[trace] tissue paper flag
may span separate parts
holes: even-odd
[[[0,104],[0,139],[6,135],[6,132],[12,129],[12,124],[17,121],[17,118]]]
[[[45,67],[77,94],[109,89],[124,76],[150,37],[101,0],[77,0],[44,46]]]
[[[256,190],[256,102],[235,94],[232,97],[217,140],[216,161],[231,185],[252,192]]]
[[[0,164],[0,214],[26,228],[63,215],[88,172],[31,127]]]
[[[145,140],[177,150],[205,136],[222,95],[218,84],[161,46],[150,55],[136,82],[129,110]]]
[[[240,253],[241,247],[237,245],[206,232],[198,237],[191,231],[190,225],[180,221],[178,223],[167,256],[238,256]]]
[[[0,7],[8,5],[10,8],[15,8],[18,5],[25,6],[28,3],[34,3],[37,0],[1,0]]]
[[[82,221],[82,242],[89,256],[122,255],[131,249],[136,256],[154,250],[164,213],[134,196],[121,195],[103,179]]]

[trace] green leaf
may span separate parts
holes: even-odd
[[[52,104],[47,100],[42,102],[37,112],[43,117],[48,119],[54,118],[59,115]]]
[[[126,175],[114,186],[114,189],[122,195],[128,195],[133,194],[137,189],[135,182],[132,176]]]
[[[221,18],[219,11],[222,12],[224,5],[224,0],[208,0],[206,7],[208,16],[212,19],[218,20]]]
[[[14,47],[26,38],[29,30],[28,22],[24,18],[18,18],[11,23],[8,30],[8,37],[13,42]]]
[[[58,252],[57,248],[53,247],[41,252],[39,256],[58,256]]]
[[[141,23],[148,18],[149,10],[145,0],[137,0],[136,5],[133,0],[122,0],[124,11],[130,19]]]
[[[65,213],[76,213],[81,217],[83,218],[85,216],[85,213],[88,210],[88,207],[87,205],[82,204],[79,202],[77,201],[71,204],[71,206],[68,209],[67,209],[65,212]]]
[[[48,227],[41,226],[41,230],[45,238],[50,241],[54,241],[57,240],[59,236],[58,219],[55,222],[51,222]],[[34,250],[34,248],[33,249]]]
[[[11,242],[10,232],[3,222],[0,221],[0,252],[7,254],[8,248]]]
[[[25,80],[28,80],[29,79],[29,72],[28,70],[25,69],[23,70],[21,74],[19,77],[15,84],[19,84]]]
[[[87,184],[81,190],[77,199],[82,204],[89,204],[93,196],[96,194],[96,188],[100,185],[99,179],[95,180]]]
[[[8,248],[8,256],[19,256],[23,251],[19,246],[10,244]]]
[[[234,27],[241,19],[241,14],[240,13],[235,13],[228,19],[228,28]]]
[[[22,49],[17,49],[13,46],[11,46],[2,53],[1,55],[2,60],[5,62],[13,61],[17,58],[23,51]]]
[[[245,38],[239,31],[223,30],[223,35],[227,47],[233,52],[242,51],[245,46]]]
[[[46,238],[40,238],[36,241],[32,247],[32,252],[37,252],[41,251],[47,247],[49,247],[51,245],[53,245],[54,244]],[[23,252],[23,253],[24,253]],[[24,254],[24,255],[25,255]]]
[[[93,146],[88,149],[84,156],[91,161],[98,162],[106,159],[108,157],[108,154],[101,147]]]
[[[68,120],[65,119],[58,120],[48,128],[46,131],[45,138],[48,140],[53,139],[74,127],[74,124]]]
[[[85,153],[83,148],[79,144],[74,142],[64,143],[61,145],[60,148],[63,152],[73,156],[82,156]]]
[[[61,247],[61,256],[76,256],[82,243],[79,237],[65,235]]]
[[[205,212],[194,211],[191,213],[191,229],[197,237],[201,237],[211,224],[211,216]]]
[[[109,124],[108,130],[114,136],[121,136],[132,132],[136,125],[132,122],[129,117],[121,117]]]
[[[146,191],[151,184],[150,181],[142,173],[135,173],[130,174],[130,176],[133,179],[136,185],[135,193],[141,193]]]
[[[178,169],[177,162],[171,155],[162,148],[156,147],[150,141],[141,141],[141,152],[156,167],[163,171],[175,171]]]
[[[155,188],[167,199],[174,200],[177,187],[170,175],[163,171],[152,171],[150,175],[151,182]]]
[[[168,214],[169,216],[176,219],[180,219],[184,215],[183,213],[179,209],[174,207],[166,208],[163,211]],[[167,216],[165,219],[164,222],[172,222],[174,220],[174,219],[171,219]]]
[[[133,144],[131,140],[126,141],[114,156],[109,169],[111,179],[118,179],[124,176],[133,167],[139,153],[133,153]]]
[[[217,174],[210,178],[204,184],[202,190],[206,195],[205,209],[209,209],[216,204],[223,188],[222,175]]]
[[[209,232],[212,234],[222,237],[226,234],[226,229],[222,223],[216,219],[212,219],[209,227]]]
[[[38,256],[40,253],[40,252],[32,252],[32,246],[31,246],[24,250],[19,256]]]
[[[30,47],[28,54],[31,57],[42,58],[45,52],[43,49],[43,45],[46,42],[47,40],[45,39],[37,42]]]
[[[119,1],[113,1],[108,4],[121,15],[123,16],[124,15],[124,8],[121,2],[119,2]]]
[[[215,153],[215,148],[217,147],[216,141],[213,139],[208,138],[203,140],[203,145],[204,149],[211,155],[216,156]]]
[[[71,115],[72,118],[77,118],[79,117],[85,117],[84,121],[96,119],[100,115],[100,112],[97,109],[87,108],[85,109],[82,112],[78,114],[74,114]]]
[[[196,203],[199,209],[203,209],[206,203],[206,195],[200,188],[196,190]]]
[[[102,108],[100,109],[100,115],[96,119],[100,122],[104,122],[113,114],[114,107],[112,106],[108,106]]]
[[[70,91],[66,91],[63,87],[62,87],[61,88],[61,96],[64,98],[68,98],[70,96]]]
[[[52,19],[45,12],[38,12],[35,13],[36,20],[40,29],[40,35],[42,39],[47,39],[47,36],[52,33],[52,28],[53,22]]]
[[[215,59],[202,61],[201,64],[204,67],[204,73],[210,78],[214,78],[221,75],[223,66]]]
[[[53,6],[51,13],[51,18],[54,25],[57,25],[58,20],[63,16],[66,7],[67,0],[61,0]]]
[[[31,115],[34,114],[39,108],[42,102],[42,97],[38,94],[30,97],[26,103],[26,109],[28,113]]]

> [OBJECTIVE]:
Quote the listing verbatim, starting at the line that contains "[trace] green leaf" and ending at the line that contains "[[[11,242],[10,232],[3,222],[0,221],[0,252],[7,254],[8,248]]]", with both of those lines included.

> [ANSWER FOR THIS EXERCISE]:
[trace] green leaf
may span separate parts
holes: even-odd
[[[52,104],[47,100],[42,102],[37,112],[43,117],[48,119],[54,118],[59,115]]]
[[[126,175],[114,186],[114,189],[122,195],[128,195],[133,194],[137,189],[135,182],[132,176]]]
[[[221,18],[219,11],[222,12],[224,5],[224,0],[208,0],[206,7],[208,16],[212,19],[218,20]]]
[[[14,47],[26,38],[29,30],[28,22],[24,18],[18,18],[11,23],[8,30],[8,37],[13,42]]]
[[[58,252],[57,248],[53,247],[41,252],[39,256],[58,256]]]
[[[141,23],[148,18],[149,10],[145,0],[137,0],[136,5],[133,0],[122,0],[124,11],[130,19]]]
[[[65,213],[76,213],[81,217],[83,218],[85,216],[85,213],[88,210],[88,207],[87,205],[82,204],[79,202],[77,201],[71,204],[71,206],[68,209],[67,209],[65,212]]]
[[[48,227],[41,226],[41,230],[45,238],[50,241],[54,241],[57,240],[59,236],[58,219],[55,222],[51,222]],[[34,250],[34,248],[33,249]]]
[[[11,242],[10,232],[3,222],[0,221],[0,252],[7,254],[8,248]]]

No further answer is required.